EURO2020で多くの人々を夢中にさせた(もちろん我々も!)、ジャック・グリーリッシュ。アストン・ヴィラからやってきたマンチェスター・シティの新10番は、次世代のスーパースター候補の筆頭だ。そこで今回、サッカーファンが絶対好きになるような彼の7つの魅力を筆者の独断と偏見でご紹介したい。

【理由その1:ヘアースタイルがダサカッコいい!】
グリーリッシュと言えばイケメン。そしてあのセンター分け。センター分けの大先輩(?)デイビッド・ベッカムのソレに似てなくもないが、異なるのは偶然の産物であるということ。元々はポマードなどで髪を後方になでつける「スリック・バック」スタイル。ドラマの『ピーキー・ブラインダーズ』や『ボードウォーク・エンパイア』に出てくるような、19世紀末〜20世紀初頭に活躍したギャング風の髪型に影響されたものだ。それが試合中の激しい動きで崩れ、自然とセンター分けになっている、というのが真相だ。最近では長くのびた髪をヘアバンドでまとめることが多く、試合後はベッカムよりさらにボリューミーになっていることも。

ちなみにこの中分け、まるで90年代を想起させるような髪型だが、今では「一周回まわって新しい」と評判になっている。多くの美容師達がグリーリッシュ風ヘアカット動画をYouTubeにあげており、お客からの要望も多いとのこと。英国の『GQ』誌が「How to get Jack Grealish’s floaty-light curtains haircut(ジャック・グリーリッシュの“フロート・ライト・カーテン”ヘアカットをゲットする方法)」と題して特集記事が組まれているほど注目されている。ただしこの髪型、特に奇抜というわけでもないので、真似したところで周囲にわかってもらえないところが難点なのだが。
【理由その2:お酒大好きすぎて失敗しちゃうところが憎めない!】
事あるごとにタブロイド紙を賑わすグリーリッシュ。才能は申し分ないのだが、お酒にだらしないところが玉にキズ。まだ彼が19歳だった(※イギリスでは18歳から飲酒可)ころ、休暇に訪れたスペインのテネリフェの路上で泥酔した姿がSNSで拡散。もちろんクラブからはお灸が据えられ反省したはずだったが、そこは彼の体に流れるクォーター・アイリッシュの血。約半年後、試合に負けた夜にナイトクラブで遊んでいたことがバレて、リザーブチームに送られるという罰を受けることに。また21歳の時には、ホテルで大騒ぎしたことで再びリザーブ送りとなっている。

■ ■ ■ ■ ■ ■ ■

* **取り組む課題**:
**a)** 抜粋本文で、グリーリッシュのお酒にまつわる失敗として述べられている出来事をすべて挙げなさい。
**b)** 抜粋本文を読み、次の問いに答えなさい。
(i) グリーリッシュの髪型は、元々は何というスタイルだったか。
(ii) イギリスでは何歳から飲酒が認められているか。
(iii) マンチェスター・シティでのグリーリッシュの背番号は何番か。
**c)** 抜粋本文の「EURO2020で多くの人々」から「ューミーになっていることも。」までを、一字一句変えずに書き写しなさい。

* **元データ**:
■ ■ ■ ■ ■ ■ ■

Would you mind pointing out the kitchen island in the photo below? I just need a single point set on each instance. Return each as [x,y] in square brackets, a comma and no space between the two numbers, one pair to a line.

■ ■ ■ ■ ■ ■ ■

* **記述解答**:
**a)**
・19歳のころ、休暇で訪れたスペインのテネリフェの路上で泥酔した姿がSNSで拡散した。
・その約半年後、試合に負けた夜にナイトクラブで遊んでいたことがばれて、リザーブチームに送られた。
・21歳の時、ホテルで大騒ぎしたことで、再びリザーブ送りとなった。

**b)**
(i) 「スリック・バック」スタイル
(ii) 18歳
(iii) 10番

**c)**
EURO2020で多くの人々を夢中にさせた(もちろん我々も!)、ジャック・グリーリッシュ。アストン・ヴィラからやってきたマンチェスター・シティの新10番は、次世代のスーパースター候補の筆頭だ。そこで今回、サッカーファンが絶対好きになるような彼の7つの魅力を筆者の独断と偏見でご紹介したい。

【理由その1:ヘアースタイルがダサカッコいい!】
グリーリッシュと言えばイケメン。そしてあのセンター分け。センター分けの大先輩(?)デイビッド・ベッカムのソレに似てなくもないが、異なるのは偶然の産物であるということ。元々はポマードなどで髪を後方になでつける「スリック・バック」スタイル。ドラマの『ピーキー・ブラインダーズ』や『ボードウォーク・エンパイア』に出てくるような、19世紀末〜20世紀初頭に活躍したギャング風の髪型に影響されたものだ。それが試合中の激しい動きで崩れ、自然とセンター分けになっている、というのが真相だ。最近では長くのびた髪をヘアバンドでまとめることが多く、試合後はベッカムよりさらにボリューミーになっていることも。